= Page extract =

--------------------------------------------------

Metadata-Version: 2.3
Name: xmcluster
Version: 0.0.1
Summary: XMPro Vector Insight is a Python library for analyzing and visualizing embedding data. It provides tools for calculating various similarity measures (cosine, Euclidean, inner product) between embeddings and reference vectors, applying different scaling techniques, and performing basic statistical analysis on embedding data. The library is designed with flexibility in mind, allowing for easy extension and customization of its core functionalities.

--------------------------------------------------

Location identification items
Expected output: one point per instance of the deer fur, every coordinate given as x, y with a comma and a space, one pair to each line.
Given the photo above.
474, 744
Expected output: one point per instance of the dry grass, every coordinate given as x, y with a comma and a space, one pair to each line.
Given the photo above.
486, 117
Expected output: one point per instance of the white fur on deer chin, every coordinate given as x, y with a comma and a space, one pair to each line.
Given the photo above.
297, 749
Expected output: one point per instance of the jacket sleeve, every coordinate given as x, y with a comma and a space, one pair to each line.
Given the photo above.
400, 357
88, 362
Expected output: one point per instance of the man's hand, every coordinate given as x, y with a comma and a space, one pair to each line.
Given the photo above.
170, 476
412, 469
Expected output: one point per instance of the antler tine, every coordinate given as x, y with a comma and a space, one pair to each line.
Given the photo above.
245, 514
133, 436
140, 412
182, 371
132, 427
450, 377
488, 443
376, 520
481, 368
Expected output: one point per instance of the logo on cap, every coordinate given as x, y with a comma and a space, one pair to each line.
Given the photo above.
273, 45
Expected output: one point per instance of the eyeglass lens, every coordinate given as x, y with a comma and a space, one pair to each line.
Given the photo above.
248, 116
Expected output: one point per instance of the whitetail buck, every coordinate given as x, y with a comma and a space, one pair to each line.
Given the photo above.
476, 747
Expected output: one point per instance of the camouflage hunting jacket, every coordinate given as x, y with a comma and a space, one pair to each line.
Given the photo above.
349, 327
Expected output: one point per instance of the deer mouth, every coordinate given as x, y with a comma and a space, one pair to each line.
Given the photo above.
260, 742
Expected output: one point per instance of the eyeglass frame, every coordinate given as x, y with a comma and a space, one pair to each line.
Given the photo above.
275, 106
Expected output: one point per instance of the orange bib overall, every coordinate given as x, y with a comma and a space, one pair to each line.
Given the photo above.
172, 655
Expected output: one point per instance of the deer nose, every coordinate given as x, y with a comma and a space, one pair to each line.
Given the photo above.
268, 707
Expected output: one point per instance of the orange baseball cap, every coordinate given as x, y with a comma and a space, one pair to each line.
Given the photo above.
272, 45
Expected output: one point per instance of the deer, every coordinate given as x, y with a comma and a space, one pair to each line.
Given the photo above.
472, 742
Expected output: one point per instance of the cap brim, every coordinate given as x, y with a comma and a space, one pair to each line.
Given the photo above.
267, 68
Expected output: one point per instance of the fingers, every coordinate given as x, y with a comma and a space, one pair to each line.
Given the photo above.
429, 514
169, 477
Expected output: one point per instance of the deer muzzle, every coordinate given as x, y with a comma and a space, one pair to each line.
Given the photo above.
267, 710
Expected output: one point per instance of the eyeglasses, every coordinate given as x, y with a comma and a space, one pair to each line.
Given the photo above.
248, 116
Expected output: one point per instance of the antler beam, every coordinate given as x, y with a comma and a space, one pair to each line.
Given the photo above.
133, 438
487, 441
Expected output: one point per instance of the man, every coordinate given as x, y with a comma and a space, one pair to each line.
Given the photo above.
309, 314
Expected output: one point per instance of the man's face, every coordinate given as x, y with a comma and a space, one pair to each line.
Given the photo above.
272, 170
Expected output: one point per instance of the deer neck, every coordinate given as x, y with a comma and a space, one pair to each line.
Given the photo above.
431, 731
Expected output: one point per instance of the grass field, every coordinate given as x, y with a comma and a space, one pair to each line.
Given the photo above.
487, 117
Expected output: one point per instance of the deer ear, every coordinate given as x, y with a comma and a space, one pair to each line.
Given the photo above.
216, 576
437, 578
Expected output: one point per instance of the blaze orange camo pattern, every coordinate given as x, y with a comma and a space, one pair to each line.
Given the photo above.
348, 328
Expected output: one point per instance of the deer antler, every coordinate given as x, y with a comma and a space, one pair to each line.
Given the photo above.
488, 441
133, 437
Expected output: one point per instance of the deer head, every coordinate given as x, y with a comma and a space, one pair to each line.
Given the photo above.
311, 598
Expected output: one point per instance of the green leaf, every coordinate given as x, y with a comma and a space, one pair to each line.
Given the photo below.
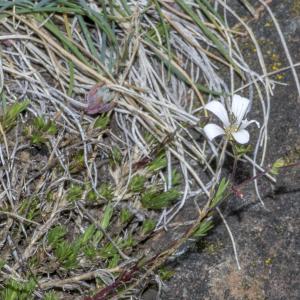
108, 212
56, 234
220, 194
158, 163
148, 226
51, 295
11, 114
88, 234
125, 215
137, 183
102, 121
203, 228
74, 193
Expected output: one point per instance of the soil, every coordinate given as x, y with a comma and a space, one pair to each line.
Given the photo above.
267, 239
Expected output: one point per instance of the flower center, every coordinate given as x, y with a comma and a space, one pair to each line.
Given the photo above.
231, 129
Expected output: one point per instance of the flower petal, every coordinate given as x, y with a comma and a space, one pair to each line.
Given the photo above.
242, 136
213, 130
246, 123
239, 107
219, 110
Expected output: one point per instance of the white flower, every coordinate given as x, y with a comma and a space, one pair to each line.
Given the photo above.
234, 124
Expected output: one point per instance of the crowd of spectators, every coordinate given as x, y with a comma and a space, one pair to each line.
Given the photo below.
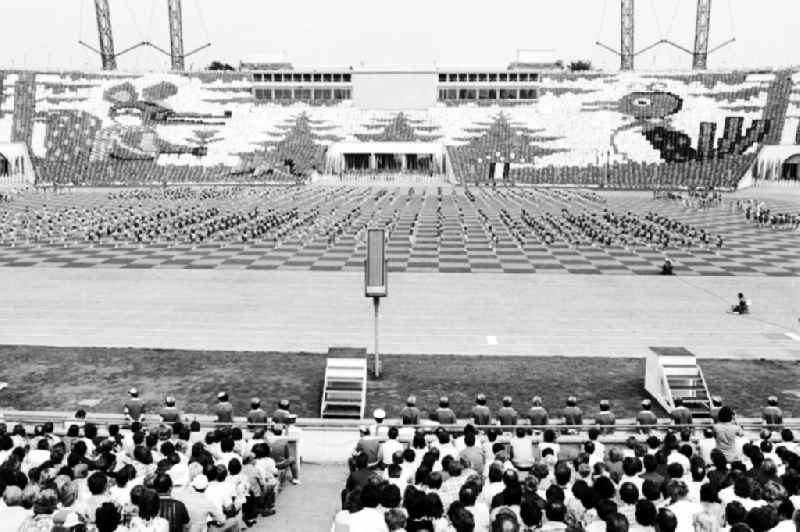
479, 479
164, 477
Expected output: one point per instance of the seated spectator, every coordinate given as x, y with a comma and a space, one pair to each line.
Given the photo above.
395, 520
44, 506
644, 517
13, 514
666, 521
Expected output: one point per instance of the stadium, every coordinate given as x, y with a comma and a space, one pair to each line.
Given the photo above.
582, 299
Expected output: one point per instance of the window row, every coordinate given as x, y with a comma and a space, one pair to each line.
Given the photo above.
488, 94
301, 77
300, 94
511, 77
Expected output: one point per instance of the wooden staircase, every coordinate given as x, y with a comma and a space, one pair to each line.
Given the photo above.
673, 372
344, 393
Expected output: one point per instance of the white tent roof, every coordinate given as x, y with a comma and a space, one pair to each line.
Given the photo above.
342, 148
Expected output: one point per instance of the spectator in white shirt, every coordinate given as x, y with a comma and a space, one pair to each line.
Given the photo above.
369, 518
707, 444
786, 511
704, 522
390, 446
12, 514
522, 450
683, 508
644, 517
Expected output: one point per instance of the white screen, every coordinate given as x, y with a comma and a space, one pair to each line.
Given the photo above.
394, 90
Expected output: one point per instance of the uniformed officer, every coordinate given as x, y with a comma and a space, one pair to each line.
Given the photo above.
224, 408
445, 414
169, 412
280, 413
716, 404
410, 413
481, 414
680, 414
378, 429
507, 415
772, 414
605, 417
573, 415
537, 414
646, 417
257, 416
134, 406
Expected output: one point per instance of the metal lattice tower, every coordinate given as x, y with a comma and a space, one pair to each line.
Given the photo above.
700, 56
176, 34
107, 54
626, 45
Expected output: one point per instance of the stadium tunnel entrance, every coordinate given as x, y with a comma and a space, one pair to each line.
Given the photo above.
791, 168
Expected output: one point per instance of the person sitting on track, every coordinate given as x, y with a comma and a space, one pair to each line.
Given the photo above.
741, 307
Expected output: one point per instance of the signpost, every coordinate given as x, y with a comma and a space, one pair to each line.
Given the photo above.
375, 285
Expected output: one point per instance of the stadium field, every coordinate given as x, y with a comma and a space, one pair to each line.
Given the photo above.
52, 378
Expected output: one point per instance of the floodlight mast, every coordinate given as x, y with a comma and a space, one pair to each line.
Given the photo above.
105, 35
109, 56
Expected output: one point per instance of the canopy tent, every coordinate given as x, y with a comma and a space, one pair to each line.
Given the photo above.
16, 168
771, 159
346, 156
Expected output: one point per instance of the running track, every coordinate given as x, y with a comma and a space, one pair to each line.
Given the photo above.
488, 314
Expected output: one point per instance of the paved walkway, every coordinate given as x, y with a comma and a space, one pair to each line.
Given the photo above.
473, 314
310, 506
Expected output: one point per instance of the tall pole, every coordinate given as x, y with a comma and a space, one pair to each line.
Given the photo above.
626, 35
176, 34
702, 29
376, 302
104, 34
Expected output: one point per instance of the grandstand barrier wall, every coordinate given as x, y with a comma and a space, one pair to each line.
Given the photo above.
630, 131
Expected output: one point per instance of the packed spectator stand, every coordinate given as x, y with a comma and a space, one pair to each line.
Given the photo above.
518, 475
141, 471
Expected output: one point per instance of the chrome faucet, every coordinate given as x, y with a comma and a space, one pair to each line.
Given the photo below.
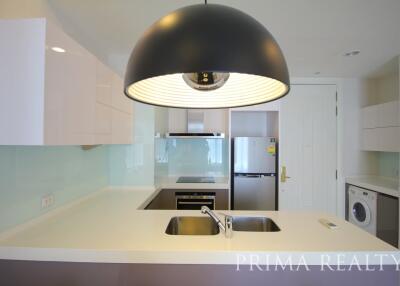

--------------------------------------------------

= Short problem 1 =
Summarize the package metadata in two sentences.
= Short problem 2 =
According to the package metadata, which similarity measures can the library calculate?
= Short problem 3 =
Write out everything in the package metadata from "Metadata-Version: 2.3" down to "its core functionalities.".

= Written reply 1 =
The package xmcluster, version 0.0.1, is described as XMPro Vector Insight, a Python library for analyzing and visualizing embedding data. It offers tools for calculating similarity measures between embeddings and reference vectors, applying scaling techniques, and performing basic statistical analysis, and it is designed for easy extension and customization.

= Written reply 2 =
Cosine, Euclidean, and inner product.

= Written reply 3 =
Metadata-Version: 2.3
Name: xmcluster
Version: 0.0.1
Summary: XMPro Vector Insight is a Python library for analyzing and visualizing embedding data. It provides tools for calculating various similarity measures (cosine, Euclidean, inner product) between embeddings and reference vectors, applying different scaling techniques, and performing basic statistical analysis on embedding data. The library is designed with flexibility in mind, allowing for easy extension and customization of its core functionalities.